→ **Exercise input**:
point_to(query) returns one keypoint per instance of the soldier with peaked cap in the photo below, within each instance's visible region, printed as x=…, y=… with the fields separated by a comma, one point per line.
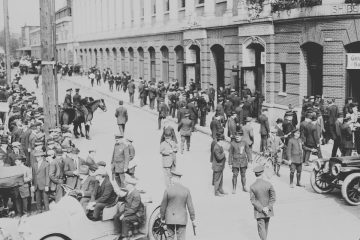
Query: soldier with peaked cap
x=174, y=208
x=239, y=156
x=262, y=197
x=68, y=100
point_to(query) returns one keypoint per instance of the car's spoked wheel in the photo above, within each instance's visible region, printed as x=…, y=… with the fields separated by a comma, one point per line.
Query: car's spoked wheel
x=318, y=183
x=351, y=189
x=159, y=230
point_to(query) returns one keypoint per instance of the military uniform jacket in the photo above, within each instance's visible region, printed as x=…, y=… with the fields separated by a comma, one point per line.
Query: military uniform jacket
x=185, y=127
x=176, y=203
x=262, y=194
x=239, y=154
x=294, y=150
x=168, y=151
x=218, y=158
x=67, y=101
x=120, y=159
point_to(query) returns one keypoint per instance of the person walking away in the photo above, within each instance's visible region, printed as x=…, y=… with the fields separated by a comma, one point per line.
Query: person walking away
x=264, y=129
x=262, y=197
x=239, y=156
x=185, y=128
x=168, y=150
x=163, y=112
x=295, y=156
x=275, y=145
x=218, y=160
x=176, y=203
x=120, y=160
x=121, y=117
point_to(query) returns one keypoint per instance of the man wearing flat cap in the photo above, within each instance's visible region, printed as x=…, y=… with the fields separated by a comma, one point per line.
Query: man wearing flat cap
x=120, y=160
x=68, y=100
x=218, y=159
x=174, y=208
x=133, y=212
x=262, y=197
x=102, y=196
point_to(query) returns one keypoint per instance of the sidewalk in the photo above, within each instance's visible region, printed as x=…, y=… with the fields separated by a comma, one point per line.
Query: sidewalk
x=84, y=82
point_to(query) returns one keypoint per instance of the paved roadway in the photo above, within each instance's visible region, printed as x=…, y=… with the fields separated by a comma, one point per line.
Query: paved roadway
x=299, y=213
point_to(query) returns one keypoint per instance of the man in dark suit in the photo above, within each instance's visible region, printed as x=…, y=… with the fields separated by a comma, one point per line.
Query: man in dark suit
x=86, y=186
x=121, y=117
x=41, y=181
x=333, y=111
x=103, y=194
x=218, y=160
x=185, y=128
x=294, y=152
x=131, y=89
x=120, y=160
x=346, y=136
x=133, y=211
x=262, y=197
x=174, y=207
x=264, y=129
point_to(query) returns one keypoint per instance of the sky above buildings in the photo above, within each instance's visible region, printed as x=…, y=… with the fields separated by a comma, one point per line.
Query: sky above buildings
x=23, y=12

--

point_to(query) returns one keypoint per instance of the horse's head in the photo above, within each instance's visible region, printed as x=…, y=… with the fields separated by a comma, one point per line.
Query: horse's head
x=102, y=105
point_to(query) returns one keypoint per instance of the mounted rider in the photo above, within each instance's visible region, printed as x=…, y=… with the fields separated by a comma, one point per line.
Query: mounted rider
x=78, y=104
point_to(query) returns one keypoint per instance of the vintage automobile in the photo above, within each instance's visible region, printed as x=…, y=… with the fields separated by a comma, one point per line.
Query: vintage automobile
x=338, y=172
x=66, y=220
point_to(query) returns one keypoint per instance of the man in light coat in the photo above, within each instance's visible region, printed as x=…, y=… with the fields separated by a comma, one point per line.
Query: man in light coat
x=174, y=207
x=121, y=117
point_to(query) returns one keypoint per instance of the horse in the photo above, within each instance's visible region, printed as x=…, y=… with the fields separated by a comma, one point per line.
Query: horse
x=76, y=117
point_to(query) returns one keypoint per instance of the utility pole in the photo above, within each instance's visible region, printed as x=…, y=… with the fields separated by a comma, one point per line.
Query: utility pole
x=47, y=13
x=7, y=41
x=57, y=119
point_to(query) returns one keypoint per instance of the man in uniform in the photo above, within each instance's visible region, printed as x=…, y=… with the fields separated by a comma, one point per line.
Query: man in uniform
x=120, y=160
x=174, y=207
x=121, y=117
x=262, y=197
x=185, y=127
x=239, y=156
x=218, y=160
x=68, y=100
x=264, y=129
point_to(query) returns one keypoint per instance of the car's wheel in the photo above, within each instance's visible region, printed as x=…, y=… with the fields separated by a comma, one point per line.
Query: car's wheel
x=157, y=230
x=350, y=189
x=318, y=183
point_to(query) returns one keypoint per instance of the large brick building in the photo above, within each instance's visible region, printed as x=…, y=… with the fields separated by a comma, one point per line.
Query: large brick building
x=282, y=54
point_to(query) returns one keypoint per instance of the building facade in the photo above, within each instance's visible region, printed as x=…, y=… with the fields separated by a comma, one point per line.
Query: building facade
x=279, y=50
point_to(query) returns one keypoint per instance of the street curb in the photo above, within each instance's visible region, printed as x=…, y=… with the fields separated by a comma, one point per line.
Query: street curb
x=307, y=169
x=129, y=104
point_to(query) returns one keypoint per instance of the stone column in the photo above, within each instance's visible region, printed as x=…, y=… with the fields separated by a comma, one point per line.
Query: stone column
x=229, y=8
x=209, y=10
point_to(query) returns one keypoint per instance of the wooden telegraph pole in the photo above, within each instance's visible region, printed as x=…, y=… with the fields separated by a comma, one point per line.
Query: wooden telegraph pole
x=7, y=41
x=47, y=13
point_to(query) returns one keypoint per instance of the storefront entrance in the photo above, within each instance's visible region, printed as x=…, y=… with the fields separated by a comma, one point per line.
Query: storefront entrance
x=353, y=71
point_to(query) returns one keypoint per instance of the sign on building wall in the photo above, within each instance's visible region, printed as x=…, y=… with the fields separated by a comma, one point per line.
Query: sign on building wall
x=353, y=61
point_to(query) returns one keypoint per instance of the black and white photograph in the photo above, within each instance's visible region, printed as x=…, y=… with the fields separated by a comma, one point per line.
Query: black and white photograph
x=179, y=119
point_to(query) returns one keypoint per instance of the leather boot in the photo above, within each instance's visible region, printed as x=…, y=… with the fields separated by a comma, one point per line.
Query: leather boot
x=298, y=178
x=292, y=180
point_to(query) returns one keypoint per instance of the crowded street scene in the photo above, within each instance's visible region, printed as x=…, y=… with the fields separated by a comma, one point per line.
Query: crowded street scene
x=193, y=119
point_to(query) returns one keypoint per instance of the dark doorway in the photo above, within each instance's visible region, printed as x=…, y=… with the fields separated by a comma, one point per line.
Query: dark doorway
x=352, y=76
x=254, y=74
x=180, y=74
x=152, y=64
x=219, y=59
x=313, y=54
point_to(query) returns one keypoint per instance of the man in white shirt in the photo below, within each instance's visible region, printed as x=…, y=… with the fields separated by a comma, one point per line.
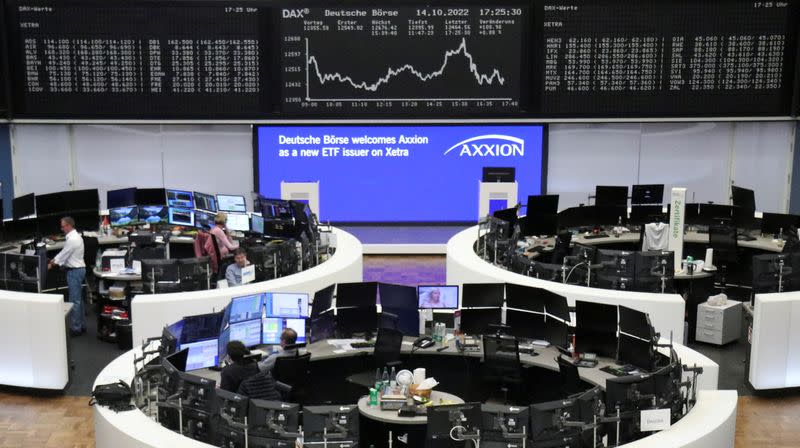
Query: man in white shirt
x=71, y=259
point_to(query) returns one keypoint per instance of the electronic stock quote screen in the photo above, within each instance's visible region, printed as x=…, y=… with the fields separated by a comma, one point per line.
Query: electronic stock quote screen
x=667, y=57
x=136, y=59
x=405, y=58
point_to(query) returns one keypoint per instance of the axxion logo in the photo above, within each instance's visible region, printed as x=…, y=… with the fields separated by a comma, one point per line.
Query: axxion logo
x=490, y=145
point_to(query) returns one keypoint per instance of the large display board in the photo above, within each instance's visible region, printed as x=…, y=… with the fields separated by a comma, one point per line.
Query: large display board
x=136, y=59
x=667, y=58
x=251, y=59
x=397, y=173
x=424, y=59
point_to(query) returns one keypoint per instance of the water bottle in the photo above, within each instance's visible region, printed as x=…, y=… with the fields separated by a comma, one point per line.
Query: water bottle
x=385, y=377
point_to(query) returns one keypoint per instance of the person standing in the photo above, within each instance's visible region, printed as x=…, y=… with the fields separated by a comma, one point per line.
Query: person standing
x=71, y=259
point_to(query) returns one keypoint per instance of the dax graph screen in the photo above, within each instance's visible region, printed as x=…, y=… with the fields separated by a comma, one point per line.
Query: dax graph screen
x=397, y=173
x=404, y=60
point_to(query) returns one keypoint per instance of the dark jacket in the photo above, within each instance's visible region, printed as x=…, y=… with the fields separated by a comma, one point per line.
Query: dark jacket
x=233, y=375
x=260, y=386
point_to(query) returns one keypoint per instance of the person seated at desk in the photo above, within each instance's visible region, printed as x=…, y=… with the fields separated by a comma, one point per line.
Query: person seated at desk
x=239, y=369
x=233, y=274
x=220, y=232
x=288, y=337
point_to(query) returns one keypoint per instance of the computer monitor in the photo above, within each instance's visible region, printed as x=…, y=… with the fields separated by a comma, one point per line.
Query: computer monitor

--

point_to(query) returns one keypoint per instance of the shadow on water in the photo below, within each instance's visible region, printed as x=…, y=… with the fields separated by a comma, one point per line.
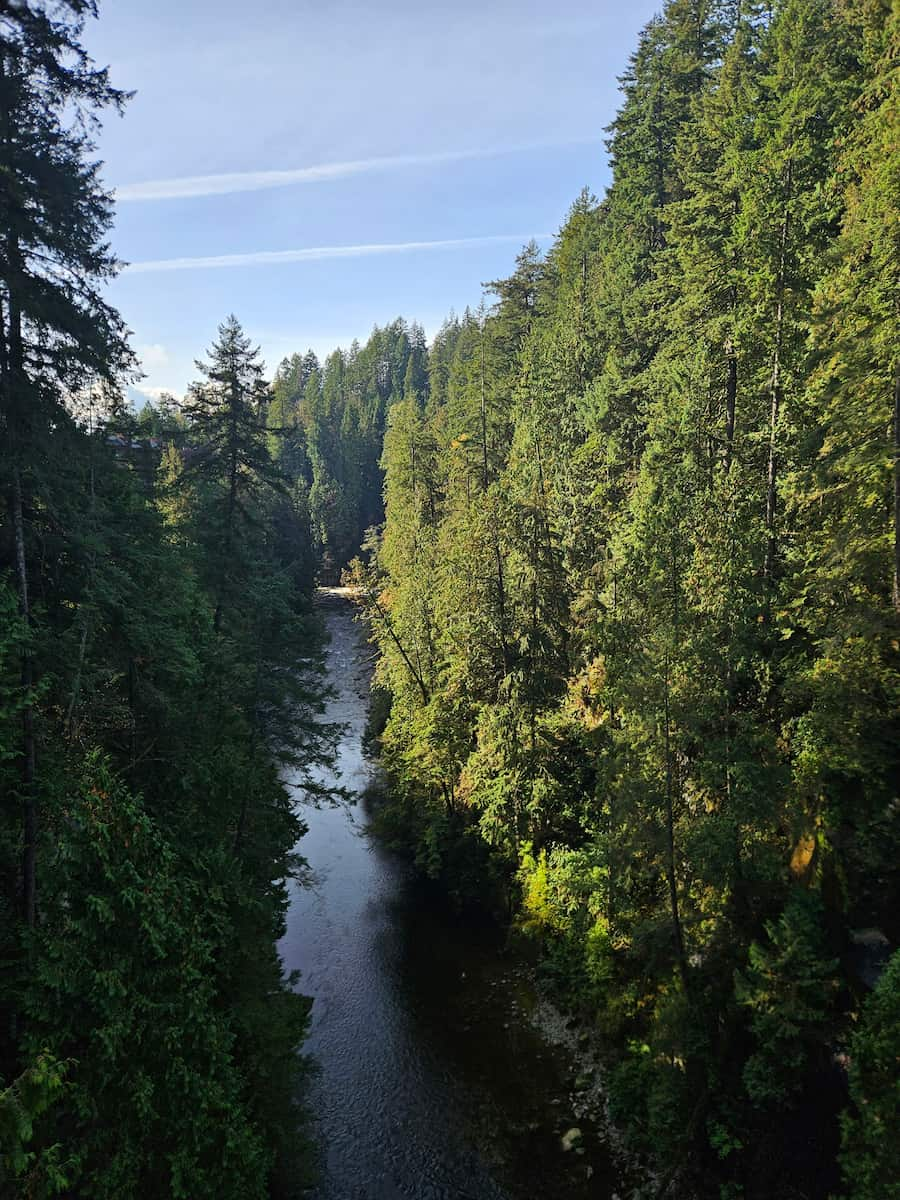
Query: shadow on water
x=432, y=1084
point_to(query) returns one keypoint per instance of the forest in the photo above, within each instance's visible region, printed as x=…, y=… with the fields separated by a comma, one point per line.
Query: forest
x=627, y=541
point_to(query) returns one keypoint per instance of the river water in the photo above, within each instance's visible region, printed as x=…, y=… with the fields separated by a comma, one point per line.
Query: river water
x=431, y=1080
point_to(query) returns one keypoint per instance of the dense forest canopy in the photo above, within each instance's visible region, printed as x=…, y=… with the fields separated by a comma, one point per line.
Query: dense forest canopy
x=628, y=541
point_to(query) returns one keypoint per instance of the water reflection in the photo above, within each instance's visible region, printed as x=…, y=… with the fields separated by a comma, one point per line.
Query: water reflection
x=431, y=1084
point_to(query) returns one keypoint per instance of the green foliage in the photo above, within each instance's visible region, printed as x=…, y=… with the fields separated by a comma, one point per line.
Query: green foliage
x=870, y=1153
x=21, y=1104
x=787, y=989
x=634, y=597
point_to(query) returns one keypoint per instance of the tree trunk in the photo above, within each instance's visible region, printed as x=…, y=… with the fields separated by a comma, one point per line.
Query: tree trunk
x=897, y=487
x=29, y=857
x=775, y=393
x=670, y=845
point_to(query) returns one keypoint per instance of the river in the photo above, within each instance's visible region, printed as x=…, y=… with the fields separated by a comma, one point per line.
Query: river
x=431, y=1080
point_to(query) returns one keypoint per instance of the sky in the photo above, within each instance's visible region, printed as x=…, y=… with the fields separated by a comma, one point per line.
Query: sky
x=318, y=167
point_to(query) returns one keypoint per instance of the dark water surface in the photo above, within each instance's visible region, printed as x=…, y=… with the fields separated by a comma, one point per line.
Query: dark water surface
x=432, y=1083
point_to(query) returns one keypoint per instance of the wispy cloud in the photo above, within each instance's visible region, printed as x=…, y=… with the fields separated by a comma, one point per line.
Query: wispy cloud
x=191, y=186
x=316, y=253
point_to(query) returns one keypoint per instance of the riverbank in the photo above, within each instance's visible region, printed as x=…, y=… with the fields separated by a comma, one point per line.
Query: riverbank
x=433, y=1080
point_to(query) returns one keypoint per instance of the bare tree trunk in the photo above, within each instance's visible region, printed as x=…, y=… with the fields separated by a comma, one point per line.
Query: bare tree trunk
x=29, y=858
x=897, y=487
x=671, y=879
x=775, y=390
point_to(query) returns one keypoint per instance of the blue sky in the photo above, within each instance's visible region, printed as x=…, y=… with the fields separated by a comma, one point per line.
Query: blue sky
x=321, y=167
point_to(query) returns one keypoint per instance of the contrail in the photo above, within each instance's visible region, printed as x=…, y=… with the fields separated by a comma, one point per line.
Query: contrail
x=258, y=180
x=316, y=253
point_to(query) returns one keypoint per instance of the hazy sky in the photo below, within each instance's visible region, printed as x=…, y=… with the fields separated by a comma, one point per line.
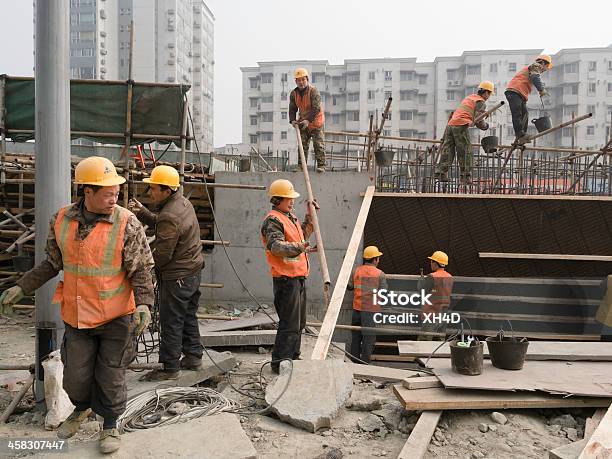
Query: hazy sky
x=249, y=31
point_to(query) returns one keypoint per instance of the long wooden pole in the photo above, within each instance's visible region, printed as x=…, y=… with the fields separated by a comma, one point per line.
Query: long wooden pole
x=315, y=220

→ **To be done**:
Copy out, character for character, the lines of the records from the line with "point_to(query) returns one keypoint per instance of the soldier" to the line with "x=159, y=230", both included. Leave the picture out of your copy.

→ **Solution for this problem**:
point_to(query) returns one keypoint per instance of the soldier with peaked cap in the photo below, within each instance's visible region, printed as x=…, y=… with the fields separated by a comma, one point per line.
Query: soldier with peaked cap
x=174, y=208
x=239, y=156
x=262, y=197
x=68, y=100
point_to(query) returns one keypoint per instance of the car's spoked wheel in the photo above, within each instance's visible region, printed as x=…, y=… with the fields separated by a comma, one point per line.
Query: car's spoked wheel
x=318, y=183
x=351, y=189
x=159, y=230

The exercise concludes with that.